(Text-to-region grounding data)
◇ ◇ ◇ ◇
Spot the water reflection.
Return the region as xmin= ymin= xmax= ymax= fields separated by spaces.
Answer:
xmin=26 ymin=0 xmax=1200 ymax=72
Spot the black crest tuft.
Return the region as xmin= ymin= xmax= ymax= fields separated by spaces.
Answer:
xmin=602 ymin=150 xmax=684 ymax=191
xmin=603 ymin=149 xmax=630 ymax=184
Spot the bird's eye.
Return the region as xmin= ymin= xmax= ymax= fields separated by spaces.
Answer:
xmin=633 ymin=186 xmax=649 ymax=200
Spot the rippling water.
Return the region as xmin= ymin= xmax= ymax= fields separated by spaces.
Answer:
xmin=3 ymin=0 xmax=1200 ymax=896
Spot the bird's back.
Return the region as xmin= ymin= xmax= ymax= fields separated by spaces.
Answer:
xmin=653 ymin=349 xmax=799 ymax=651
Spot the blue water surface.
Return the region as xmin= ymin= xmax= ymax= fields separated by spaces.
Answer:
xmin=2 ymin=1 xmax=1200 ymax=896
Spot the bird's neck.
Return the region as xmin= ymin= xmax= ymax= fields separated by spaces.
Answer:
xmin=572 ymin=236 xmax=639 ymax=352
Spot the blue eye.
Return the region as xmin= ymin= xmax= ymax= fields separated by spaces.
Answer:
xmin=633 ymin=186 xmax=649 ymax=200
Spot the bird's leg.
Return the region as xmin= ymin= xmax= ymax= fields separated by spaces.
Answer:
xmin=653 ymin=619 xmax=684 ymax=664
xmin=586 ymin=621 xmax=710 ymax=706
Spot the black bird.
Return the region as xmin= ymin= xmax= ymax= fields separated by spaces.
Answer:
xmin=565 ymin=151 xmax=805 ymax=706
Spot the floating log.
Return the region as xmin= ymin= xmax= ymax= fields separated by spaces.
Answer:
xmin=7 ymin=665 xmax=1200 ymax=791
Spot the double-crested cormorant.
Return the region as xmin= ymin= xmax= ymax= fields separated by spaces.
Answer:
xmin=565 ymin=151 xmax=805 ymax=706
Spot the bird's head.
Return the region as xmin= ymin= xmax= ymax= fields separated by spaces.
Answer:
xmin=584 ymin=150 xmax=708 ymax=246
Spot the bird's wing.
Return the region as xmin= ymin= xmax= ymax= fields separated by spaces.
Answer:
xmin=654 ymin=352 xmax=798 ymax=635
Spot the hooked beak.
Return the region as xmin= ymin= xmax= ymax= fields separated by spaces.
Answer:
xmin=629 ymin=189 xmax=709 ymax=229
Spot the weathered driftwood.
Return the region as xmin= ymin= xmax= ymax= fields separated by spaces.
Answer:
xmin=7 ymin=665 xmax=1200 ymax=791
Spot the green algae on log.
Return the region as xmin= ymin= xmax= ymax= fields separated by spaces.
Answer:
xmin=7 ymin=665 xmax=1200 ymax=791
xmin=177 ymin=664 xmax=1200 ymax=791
◇ ◇ ◇ ◇
# Required action:
Could you type out every entry again exactly as it stands?

# Solution for this problem:
Spot the water reflection.
Return the region as xmin= ymin= xmax= ymax= fields separated by spaces.
Answer:
xmin=26 ymin=0 xmax=1200 ymax=72
Spot the black crest tuft.
Return the region as xmin= ymin= xmax= ymax= fields separated by spaces.
Answer:
xmin=602 ymin=150 xmax=684 ymax=191
xmin=603 ymin=149 xmax=630 ymax=184
Spot the bird's eye.
Return the region as xmin= ymin= xmax= ymax= fields separated by spaces.
Answer:
xmin=633 ymin=186 xmax=649 ymax=200
Spot the rippling water.
Return the region as xmin= ymin= xmax= ymax= fields separated by spaces.
Answer:
xmin=3 ymin=0 xmax=1200 ymax=896
Spot the bird's back.
Return the region as xmin= ymin= xmax= ymax= fields separated by spaces.
Answer:
xmin=653 ymin=349 xmax=799 ymax=651
Spot the blue water surface.
Return the region as xmin= ymin= xmax= ymax= fields separated by spaces.
Answer:
xmin=2 ymin=1 xmax=1200 ymax=896
Spot the bird's neck.
Return the region as xmin= ymin= xmax= ymax= fields separated by spaces.
Answer:
xmin=572 ymin=236 xmax=639 ymax=352
Spot the blue eye.
Return the region as xmin= ymin= xmax= ymax= fields separated by spaces.
Answer:
xmin=633 ymin=186 xmax=649 ymax=200
Spot the bird's leg.
Return the region as xmin= ymin= xmax= ymax= fields separated by spaces.
Answer:
xmin=653 ymin=619 xmax=684 ymax=664
xmin=586 ymin=621 xmax=710 ymax=706
Spot the black bird.
Return the region as xmin= ymin= xmax= ymax= fields separated by spaces.
Answer:
xmin=565 ymin=151 xmax=805 ymax=706
Spot the floating log.
Return the region as xmin= ymin= xmax= ymax= fields separated by spaces.
Answer:
xmin=7 ymin=665 xmax=1200 ymax=791
Spot the double-crested cormorant.
Return the region as xmin= ymin= xmax= ymax= fields separated by spaces.
Answer:
xmin=565 ymin=151 xmax=805 ymax=706
Spot the bird's head.
Return the region as xmin= ymin= xmax= ymax= fields separated by spaces.
Answer:
xmin=584 ymin=150 xmax=708 ymax=246
Spot the bird's wing.
Return the region as xmin= ymin= xmax= ymax= fields separated by spaces.
Answer:
xmin=654 ymin=352 xmax=798 ymax=635
Spot the hooked beak.
Return the region as xmin= ymin= xmax= ymax= fields separated by spaces.
Answer:
xmin=629 ymin=189 xmax=709 ymax=229
Spot the weathered driftwood.
Return the region as xmin= ymin= xmax= ymax= fields separated by spaces.
Answer:
xmin=7 ymin=665 xmax=1200 ymax=791
Spot the green algae on log.
Return the region as xmin= ymin= xmax= ymax= fields separated by spaces.
Answer:
xmin=7 ymin=665 xmax=1200 ymax=791
xmin=177 ymin=664 xmax=1200 ymax=791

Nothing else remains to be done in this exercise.